• THE DATA:
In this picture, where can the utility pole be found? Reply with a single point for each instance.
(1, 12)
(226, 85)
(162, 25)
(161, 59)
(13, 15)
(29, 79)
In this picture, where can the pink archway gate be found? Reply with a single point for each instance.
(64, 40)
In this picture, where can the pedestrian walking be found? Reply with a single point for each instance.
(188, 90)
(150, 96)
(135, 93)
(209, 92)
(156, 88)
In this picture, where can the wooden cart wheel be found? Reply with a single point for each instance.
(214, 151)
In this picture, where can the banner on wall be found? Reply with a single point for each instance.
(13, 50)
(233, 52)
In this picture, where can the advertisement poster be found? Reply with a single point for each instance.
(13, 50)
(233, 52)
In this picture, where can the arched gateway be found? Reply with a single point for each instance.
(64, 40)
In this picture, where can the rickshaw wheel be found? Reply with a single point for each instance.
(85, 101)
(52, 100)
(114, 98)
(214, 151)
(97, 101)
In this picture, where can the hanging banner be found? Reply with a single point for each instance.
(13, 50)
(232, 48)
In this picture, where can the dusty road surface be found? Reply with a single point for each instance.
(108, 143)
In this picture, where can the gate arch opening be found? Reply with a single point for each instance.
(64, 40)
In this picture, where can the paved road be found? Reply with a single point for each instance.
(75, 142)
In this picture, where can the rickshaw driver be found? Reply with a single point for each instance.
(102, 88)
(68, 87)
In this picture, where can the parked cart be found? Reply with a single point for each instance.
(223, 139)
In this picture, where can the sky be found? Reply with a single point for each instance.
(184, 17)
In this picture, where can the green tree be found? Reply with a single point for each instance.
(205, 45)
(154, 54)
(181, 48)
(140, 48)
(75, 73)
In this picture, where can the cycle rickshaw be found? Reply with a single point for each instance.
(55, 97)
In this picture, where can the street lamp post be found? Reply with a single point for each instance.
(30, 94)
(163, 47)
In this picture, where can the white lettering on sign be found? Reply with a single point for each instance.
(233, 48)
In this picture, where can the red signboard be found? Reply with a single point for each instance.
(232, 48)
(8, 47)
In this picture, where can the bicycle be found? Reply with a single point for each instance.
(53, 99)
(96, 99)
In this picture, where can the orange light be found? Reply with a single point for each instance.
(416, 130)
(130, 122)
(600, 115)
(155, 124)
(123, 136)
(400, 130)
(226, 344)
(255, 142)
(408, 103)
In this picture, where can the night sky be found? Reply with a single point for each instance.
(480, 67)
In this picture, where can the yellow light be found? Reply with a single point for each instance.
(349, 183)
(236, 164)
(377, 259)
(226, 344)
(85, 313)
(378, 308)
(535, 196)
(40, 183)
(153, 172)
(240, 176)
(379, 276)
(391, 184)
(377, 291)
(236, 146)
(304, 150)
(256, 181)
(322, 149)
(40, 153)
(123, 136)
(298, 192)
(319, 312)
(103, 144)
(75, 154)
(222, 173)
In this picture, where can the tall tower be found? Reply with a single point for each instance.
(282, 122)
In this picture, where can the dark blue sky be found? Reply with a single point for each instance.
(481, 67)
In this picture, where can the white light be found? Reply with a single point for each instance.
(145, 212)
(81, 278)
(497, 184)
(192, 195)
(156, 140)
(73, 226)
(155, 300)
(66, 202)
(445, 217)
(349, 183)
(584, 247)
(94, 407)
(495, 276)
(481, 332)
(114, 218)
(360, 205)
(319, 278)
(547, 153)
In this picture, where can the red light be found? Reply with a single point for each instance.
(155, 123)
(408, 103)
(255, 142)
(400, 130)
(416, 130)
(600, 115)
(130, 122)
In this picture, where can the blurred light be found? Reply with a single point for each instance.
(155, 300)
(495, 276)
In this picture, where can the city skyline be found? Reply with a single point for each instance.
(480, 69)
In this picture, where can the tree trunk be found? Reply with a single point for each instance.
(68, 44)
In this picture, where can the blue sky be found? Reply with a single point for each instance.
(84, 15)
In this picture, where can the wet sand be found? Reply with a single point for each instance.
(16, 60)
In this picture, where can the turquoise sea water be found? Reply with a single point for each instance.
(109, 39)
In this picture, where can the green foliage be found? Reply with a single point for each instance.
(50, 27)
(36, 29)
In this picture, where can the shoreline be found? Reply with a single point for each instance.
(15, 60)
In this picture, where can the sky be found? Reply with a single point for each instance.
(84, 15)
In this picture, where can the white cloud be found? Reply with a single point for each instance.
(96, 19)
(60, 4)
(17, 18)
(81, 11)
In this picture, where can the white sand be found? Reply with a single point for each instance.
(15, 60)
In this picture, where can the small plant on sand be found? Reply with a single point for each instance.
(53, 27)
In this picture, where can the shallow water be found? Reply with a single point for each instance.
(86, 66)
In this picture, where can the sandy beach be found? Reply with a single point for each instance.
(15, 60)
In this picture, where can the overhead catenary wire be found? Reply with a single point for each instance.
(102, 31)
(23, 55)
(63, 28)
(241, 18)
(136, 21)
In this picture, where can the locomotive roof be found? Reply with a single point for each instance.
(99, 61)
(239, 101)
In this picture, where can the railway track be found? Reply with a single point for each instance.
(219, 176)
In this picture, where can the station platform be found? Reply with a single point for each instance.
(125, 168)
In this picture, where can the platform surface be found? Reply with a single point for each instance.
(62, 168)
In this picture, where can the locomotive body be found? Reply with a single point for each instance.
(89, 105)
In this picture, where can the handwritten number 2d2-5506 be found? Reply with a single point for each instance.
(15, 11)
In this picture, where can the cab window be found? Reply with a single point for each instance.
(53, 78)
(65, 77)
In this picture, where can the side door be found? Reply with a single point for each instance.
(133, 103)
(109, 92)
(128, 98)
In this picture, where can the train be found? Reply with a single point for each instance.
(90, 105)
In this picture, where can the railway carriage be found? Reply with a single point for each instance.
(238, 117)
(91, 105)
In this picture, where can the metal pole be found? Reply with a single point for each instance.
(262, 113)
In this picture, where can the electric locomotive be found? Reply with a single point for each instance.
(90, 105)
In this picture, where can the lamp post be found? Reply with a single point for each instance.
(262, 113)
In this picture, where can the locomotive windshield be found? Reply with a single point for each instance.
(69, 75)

• DIRECTIONS:
Give back the listing above exactly as written.

• ANSWER TO THE PROBLEM:
In this picture, where can the utility pole be found? Reply with a single point for each instance.
(1, 12)
(226, 85)
(162, 25)
(161, 59)
(13, 15)
(29, 79)
In this picture, where can the pink archway gate be found? Reply with a single point for each instance.
(64, 40)
In this picture, where can the pedestrian walking be found? Reply with a single point for each instance.
(188, 90)
(150, 96)
(135, 93)
(209, 92)
(156, 88)
In this picture, where can the wooden cart wheel be found? Reply with a single point for each instance.
(214, 151)
In this picture, where can the banner on wall be found? Reply with a single point for each instance.
(13, 50)
(233, 52)
In this picture, where can the advertisement poster be found? Reply with a single point for each instance.
(13, 50)
(233, 52)
In this picture, where can the arched gateway be found? Reply with a single point for each instance.
(64, 40)
In this picture, where can the rickshaw wheel be found? Reply with a single point for each instance.
(85, 101)
(52, 100)
(114, 98)
(214, 151)
(97, 101)
In this picture, where can the hanging banner be found? Reply with a single point for each instance.
(13, 50)
(232, 48)
In this picture, where can the dusty road surface be found? Reply with a single point for each instance.
(108, 143)
In this picture, where can the gate arch opening be found? Reply with a single point for each instance.
(64, 40)
In this picture, where can the paved road be found? Reply with a single point for each instance.
(75, 142)
In this picture, where can the rickshaw driver be found? Reply with a single point for each instance.
(102, 88)
(68, 87)
In this picture, where can the parked cart be found? Reply with a single point for each instance.
(223, 139)
In this picture, where can the sky be found? Reply with a single point for each instance.
(184, 17)
In this picture, where can the green tree be found? Reply with a single point for each instance.
(205, 45)
(154, 54)
(181, 48)
(140, 48)
(75, 73)
In this picture, where can the cycle rickshaw be found? Reply with a single point for each instance.
(55, 97)
In this picture, where can the street lamp post be found? Reply with a single point for each instance.
(30, 94)
(163, 47)
In this picture, where can the white lettering on sign be found? Reply with a single point for each instance.
(233, 48)
In this picture, where can the red signboard be found? Reply with a single point for each instance.
(232, 48)
(8, 47)
In this picture, where can the bicycle be found? Reply with a single point for each instance.
(53, 99)
(96, 99)
In this picture, where can the orange light be found? Reply with a single point for each instance.
(416, 130)
(130, 122)
(600, 115)
(155, 124)
(123, 136)
(400, 130)
(226, 344)
(255, 142)
(408, 103)
In this picture, where can the night sky be found? Reply with a single point for each instance.
(480, 67)
In this picture, where can the yellow light be found? Reply with a single point for each instance.
(349, 183)
(236, 164)
(377, 259)
(226, 344)
(85, 313)
(378, 308)
(535, 196)
(40, 183)
(153, 172)
(240, 176)
(379, 276)
(391, 184)
(377, 291)
(236, 146)
(304, 150)
(256, 181)
(322, 149)
(40, 153)
(123, 136)
(298, 192)
(319, 312)
(103, 144)
(75, 154)
(222, 173)
In this picture, where can the tall tower be found? Reply with a single point for each instance.
(282, 122)
In this picture, where can the dark blue sky be found? Reply with a single point for each instance.
(481, 67)
In this picture, where can the white light be found? Reply with a single point for each instance.
(145, 212)
(81, 278)
(497, 184)
(192, 195)
(156, 140)
(73, 226)
(155, 300)
(66, 202)
(445, 217)
(349, 183)
(584, 247)
(94, 407)
(495, 276)
(481, 332)
(114, 218)
(360, 205)
(319, 278)
(547, 153)
In this picture, where can the red light be found? Reply with a single point for each instance.
(155, 123)
(408, 103)
(255, 142)
(400, 130)
(416, 130)
(600, 115)
(130, 122)
In this picture, where can the blurred light be found? Reply with a single point for each instance.
(155, 300)
(495, 276)
In this picture, where can the city skyline be found? Reply with a single point for each instance.
(480, 69)
In this picture, where can the tree trunk be found? Reply with a single point for each instance.
(68, 44)
In this picture, where can the blue sky be found? Reply with a single point for each instance.
(84, 15)
In this picture, where can the wet sand be found? Reply with a single point for each instance.
(16, 60)
In this picture, where can the turquoise sea water be found? Reply with a single point for each instance.
(109, 39)
In this picture, where can the green foliage be found? Reply with a single point for each instance.
(50, 27)
(36, 29)
In this picture, where can the shoreline be found? Reply with a single point for each instance.
(15, 60)
In this picture, where can the sky be found? Reply with a single point for each instance.
(84, 15)
In this picture, where can the white cloud be found? Reply with a single point for each instance.
(96, 19)
(60, 4)
(17, 18)
(81, 11)
In this picture, where can the white sand be found? Reply with a single point for each instance.
(15, 60)
In this picture, where can the small plant on sand be found? Reply with a single point for each instance.
(53, 27)
In this picture, where can the shallow water be found? Reply with a single point for each instance.
(86, 66)
In this picture, where can the sandy beach be found? Reply with a single point for each instance.
(15, 60)
In this picture, where can the overhead catenary wire be found? Reply with a single point for each instance.
(102, 31)
(23, 55)
(63, 28)
(241, 18)
(136, 21)
In this picture, where can the locomotive roof be found? Reply with a single point for each instance.
(99, 61)
(239, 101)
In this picture, where can the railway track be found? Reply with a single point for each instance.
(219, 176)
In this picture, where can the station platform be found? Reply with a single point for each instance.
(125, 168)
In this picture, where can the platform surface be found? Reply with a single point for each instance.
(62, 168)
In this picture, where can the locomotive body be found? Reply with a single point for each instance.
(89, 105)
In this picture, where can the handwritten number 2d2-5506 be found? Reply with a single point for each instance.
(15, 11)
In this picture, where can the cab window be found? Reply with a single point for each instance.
(53, 78)
(65, 77)
In this picture, where can the side door be found? Reply with a single point for each instance.
(133, 103)
(109, 92)
(128, 98)
In this picture, where can the train be found? Reply with a single point for each instance.
(90, 105)
In this picture, where can the railway carriage be found? Reply with a single point for each instance.
(238, 117)
(91, 105)
In this picture, where can the metal pole be found? Reply with a single point for each instance.
(262, 113)
In this picture, where can the electric locomotive be found? Reply with a single point for each instance.
(90, 105)
In this picture, where can the lamp post be found? Reply with a single point for each instance.
(262, 113)
In this picture, where can the locomotive windshield be found? Reply with a single point for each instance.
(69, 75)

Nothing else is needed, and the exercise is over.